■ OBJECTIVE:
Return every line of the listing below that contains the word "outline".

■ STORED ROWS:
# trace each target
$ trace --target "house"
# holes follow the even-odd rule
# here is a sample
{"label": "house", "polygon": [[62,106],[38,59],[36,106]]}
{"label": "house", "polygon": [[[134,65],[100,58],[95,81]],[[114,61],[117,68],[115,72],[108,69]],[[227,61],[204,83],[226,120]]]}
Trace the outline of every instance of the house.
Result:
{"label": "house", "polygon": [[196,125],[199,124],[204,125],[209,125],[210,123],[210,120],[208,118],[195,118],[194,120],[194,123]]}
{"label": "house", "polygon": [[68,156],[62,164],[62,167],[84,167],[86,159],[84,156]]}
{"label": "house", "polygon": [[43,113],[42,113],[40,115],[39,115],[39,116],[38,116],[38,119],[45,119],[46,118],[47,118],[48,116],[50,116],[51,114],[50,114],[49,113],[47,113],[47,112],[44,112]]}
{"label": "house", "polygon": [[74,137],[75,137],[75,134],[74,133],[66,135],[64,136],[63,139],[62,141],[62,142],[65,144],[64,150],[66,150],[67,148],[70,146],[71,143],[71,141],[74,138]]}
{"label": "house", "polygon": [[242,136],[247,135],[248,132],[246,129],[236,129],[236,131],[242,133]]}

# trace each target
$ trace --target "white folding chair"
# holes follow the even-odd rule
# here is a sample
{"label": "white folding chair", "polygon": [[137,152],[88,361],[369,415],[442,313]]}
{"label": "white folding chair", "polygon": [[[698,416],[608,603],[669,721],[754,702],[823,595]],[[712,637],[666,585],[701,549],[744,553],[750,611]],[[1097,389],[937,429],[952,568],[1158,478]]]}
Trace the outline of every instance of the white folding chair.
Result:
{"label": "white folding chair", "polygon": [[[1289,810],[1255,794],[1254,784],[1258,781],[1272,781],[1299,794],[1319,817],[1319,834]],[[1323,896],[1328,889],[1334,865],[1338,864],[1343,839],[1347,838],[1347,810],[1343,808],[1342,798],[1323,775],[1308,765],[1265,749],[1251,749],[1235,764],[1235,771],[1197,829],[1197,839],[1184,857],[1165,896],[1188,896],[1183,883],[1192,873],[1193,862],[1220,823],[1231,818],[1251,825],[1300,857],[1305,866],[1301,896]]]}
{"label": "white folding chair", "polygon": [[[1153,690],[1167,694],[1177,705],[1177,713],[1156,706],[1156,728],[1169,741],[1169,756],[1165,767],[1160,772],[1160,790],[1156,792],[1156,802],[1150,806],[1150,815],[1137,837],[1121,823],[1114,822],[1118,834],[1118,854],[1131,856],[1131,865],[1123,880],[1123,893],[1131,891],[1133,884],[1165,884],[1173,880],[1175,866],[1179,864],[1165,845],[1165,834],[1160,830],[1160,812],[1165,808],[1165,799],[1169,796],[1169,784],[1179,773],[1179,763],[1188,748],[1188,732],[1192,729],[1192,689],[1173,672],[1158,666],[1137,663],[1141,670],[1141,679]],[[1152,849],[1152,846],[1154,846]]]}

■ RESULT:
Trace the outline of every instance of the house.
Trace the outline of every instance of the white folding chair.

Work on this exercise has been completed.